Instruction:
Rewrite the records below, starting with the line with "Every instance of the brown" and going on through the line with "POLYGON ((384 104, 392", substituting "boundary" for "outline" and leaving everything else unchanged. Give back only those lines.

A run of records
* * * *

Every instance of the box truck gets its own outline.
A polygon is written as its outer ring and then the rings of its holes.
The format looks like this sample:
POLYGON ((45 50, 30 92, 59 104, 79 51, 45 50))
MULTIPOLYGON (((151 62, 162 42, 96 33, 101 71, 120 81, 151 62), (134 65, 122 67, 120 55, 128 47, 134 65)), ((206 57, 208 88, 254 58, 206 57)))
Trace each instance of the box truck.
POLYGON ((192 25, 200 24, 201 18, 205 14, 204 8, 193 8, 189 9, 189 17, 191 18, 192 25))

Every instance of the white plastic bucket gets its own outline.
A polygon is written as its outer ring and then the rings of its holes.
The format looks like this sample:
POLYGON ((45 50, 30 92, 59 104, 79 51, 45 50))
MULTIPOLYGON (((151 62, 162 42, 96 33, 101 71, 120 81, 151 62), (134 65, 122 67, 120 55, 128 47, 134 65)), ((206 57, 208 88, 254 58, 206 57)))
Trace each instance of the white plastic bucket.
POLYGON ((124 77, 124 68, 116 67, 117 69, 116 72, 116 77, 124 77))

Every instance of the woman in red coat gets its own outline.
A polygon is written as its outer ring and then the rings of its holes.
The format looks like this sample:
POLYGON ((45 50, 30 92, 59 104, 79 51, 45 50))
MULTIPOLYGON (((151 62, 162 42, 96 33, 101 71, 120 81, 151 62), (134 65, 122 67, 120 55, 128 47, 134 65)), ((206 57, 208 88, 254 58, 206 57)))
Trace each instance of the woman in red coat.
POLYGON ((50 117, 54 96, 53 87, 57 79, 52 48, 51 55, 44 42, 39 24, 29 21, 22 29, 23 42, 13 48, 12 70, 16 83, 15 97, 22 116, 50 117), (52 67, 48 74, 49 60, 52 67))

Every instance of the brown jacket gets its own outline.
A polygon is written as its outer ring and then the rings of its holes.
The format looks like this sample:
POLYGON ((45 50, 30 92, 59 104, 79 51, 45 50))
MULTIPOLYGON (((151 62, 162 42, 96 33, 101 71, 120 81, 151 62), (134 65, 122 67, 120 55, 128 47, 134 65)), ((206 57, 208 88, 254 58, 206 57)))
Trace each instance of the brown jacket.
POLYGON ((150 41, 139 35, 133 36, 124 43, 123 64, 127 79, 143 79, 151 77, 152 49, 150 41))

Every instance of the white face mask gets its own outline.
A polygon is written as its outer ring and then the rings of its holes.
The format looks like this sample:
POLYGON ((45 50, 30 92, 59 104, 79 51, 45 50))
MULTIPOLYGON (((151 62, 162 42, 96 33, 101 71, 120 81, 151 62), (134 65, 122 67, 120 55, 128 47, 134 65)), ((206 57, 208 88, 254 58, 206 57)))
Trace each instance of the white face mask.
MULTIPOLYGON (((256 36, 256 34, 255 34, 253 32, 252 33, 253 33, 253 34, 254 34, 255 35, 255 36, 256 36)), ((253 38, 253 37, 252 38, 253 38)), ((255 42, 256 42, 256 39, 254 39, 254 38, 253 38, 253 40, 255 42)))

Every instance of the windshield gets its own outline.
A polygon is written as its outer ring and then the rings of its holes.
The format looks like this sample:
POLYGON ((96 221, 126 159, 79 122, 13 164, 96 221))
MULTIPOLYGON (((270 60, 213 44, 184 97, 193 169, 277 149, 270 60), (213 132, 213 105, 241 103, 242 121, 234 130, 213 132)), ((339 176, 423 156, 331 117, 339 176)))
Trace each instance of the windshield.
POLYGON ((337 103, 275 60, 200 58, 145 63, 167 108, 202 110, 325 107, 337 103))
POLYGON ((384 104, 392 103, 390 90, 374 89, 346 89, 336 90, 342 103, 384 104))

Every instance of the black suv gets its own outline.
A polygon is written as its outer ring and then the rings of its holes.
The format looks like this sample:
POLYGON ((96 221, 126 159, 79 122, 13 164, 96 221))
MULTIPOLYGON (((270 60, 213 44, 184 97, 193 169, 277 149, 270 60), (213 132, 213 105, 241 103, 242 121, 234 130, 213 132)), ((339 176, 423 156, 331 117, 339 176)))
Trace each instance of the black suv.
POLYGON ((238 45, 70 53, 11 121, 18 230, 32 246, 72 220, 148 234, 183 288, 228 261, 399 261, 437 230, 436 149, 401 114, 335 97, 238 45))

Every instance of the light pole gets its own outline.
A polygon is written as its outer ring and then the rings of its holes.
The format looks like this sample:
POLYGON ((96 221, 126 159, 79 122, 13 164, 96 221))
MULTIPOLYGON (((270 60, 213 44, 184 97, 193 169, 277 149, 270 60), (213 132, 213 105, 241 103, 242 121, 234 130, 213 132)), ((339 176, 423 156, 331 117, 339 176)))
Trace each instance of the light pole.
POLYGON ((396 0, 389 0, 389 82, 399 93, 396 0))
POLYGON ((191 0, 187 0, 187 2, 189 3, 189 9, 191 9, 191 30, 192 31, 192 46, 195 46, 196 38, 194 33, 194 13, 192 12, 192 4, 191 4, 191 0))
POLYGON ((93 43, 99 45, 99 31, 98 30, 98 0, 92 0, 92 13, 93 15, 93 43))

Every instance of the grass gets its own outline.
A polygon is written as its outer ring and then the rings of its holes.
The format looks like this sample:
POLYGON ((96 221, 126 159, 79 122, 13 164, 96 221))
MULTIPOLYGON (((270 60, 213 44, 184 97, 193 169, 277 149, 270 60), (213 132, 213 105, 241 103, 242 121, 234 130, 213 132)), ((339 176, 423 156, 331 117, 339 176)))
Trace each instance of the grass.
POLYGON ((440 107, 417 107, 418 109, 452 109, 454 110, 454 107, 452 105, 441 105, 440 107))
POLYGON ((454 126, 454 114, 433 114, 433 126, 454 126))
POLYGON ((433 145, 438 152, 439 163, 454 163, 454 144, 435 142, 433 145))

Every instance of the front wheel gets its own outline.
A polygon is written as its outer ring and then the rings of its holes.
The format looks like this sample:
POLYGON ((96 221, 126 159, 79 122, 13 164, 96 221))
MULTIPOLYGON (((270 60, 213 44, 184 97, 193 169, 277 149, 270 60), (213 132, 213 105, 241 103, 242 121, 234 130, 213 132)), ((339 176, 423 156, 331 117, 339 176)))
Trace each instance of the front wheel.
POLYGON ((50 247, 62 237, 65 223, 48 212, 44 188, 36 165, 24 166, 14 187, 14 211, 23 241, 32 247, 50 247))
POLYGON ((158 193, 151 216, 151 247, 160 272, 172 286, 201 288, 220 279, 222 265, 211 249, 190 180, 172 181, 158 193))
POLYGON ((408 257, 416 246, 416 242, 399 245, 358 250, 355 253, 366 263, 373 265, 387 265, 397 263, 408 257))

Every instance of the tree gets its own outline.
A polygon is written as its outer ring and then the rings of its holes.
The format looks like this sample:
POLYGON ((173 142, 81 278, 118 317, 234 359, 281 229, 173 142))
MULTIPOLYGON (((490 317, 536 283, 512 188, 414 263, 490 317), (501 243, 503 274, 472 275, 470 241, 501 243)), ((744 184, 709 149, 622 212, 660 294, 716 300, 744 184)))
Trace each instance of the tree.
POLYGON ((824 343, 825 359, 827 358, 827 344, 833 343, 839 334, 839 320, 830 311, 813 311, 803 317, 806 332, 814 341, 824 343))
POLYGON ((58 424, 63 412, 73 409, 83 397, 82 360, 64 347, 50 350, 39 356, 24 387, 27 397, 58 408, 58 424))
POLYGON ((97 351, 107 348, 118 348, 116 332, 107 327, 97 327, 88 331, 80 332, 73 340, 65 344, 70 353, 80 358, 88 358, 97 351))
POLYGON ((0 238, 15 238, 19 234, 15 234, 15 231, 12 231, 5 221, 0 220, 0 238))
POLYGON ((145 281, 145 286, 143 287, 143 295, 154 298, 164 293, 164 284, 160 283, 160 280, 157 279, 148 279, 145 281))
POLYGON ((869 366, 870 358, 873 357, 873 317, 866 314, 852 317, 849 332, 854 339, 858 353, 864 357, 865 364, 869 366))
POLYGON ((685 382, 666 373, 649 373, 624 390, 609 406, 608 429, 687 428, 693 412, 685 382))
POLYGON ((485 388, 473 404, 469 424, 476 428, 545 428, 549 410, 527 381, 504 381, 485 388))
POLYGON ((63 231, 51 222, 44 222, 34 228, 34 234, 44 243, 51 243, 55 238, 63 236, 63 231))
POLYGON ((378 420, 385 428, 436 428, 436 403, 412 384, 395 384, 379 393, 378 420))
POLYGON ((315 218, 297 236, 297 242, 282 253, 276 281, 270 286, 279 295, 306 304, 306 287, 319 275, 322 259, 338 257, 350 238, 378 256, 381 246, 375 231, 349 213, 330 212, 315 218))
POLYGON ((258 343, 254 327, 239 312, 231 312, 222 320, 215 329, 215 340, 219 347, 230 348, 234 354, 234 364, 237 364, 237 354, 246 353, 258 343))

* * * *

Response for this exercise:
Every instance of the brown jacket gets its own boundary.
A polygon is written as its outer ring and then the rings of its holes.
The format looks like this sample:
POLYGON ((45 50, 30 92, 59 104, 79 51, 45 50))
MULTIPOLYGON (((151 62, 162 42, 96 33, 101 71, 120 81, 151 62), (134 65, 122 67, 120 55, 128 47, 134 65)), ((206 57, 208 88, 254 58, 206 57)))
Trace each instance of the brown jacket.
POLYGON ((150 41, 139 35, 133 36, 124 43, 123 64, 127 79, 143 79, 151 77, 152 49, 150 41))

Every instance of the white face mask gets its own boundary.
A polygon is written as its outer ring and then the rings of its holes.
The format looks like this sample:
POLYGON ((45 50, 30 92, 59 104, 79 51, 45 50))
MULTIPOLYGON (((151 62, 162 42, 96 33, 101 71, 120 81, 151 62), (134 65, 122 67, 120 55, 128 47, 134 65)), ((206 57, 208 88, 254 58, 206 57)))
Trace each instance of the white face mask.
MULTIPOLYGON (((256 36, 256 34, 255 34, 253 32, 252 33, 253 33, 253 34, 254 34, 255 35, 255 36, 256 36)), ((253 38, 253 37, 252 38, 253 38)), ((255 42, 256 42, 256 39, 254 39, 254 38, 253 38, 253 40, 255 42)))

Every instance of the windshield gets its own boundary.
A polygon is written as its outer ring and then the rings of its holes.
The format looks like this sample:
POLYGON ((96 221, 126 159, 79 122, 13 164, 96 221))
MULTIPOLYGON (((270 60, 213 44, 184 97, 193 169, 277 149, 270 60), (213 132, 213 105, 241 103, 242 121, 234 130, 213 132)), ((339 176, 423 156, 331 117, 339 176)))
Trace each instance of the windshield.
POLYGON ((337 103, 275 60, 200 58, 145 63, 167 108, 202 110, 325 107, 337 103))
POLYGON ((384 104, 392 103, 390 90, 374 89, 346 89, 336 90, 342 103, 384 104))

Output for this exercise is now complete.